• [Brief 1]
List every book title named in the text on aviation and popular culture.
• [Brief 2]
According to the text on aviation and popular culture, which publisher launched the "Centennial of Flight Series"?
• [Brief 3]
Summarize the text on aviation and popular culture in two sentences.

• [Text extract]
= = = =
By Guillaume de Syon

Popular Culture

As part of the 2003 centennial celebration of the Wright brothers’ flight, Texas A&M University Press launched a now-defunct series on aviation, “Centennial of Flight Series,” that contained several volumes emphasizing culture.  Two of the most notable titles in the series come from Bayla Singer and A. Bowdoin van Ripper.  Singer’s Like Sex with Gods: An Unorthodox History of Flying, aside from its jolting title, is an outstanding analysis of the sociocultural conditions that accompanied the advent of flight.  Singer does a wonderful job of leaving aside the technical dimension of aviation to show the richness of a world perceiving flight and interpreting it in different terms.

A. Bowdoin van Ripper’s examination of the popular culture of aviation, Imagining Flight: Aviation and Popular Culture, is excellent for offering new venues in which to consider both the kitsch and the fascination with the field.  Supplementing van Ripper’s account are several volumes that handle song and popular prose.  Fred Erisman researches children’s books in Boys’ Books, Boys’ Dreams, and the Mystique of Flight and From Birdwomen to Skygirls: American Girls’ Aviation Stories, offering a wonderful double survey of the peculiarities of these adventure books and how these evolved into diminishing female role models by taking women out of the cockpit.  One of the icons of twentieth-century U.S. aviation was Pan American World Airways.  Larry Weirather endeavors to chart the iconography and impact of Pan American’s flying boats in The China Clipper, Pan American Airways and Popular Culture.  The result may at times overwhelm the reader with details, but it points to the variety of expressions that greeted the new age of transportation.
= = = =
• [Record excerpts]
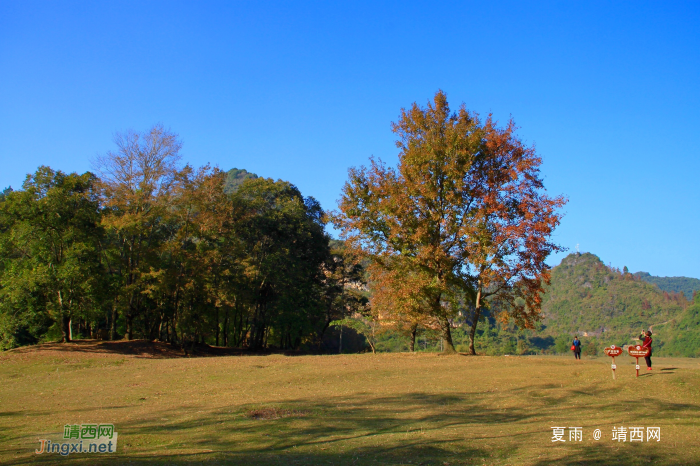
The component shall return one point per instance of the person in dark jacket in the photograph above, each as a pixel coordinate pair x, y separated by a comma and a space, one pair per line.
646, 343
577, 347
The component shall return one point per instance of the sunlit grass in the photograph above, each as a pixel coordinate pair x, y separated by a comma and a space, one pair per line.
349, 409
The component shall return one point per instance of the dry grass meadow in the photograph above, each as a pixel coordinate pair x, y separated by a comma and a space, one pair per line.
360, 409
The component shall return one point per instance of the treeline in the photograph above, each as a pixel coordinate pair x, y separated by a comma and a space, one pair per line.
146, 248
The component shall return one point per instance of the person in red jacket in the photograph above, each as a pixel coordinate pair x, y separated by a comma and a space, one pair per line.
646, 343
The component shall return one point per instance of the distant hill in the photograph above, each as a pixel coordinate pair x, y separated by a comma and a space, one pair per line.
235, 177
685, 285
592, 300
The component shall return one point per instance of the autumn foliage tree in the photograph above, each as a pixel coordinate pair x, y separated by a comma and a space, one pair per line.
463, 215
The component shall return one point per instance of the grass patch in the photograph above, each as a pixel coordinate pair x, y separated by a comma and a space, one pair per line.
383, 409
= = = =
• [Right answer 1]
- Like Sex with Gods: An Unorthodox History of Flying
- Imagining Flight: Aviation and Popular Culture
- Boys’ Books, Boys’ Dreams, and the Mystique of Flight
- From Birdwomen to Skygirls: American Girls’ Aviation Stories
- The China Clipper, Pan American Airways and Popular Culture

• [Right answer 2]
Texas A&M University Press

• [Right answer 3]
For the 2003 centennial of the Wright brothers’ flight, Texas A&M University Press launched a now-defunct "Centennial of Flight Series" with several culture-focused volumes, notably Bayla Singer’s analysis of the sociocultural conditions around the advent of flight and A. Bowdoin van Ripper’s study of aviation’s popular culture. Other volumes cover song and popular prose: Fred Erisman surveys boys’ and girls’ aviation adventure books and how female role models diminished, and Larry Weirather charts the iconography and impact of Pan American’s flying boats.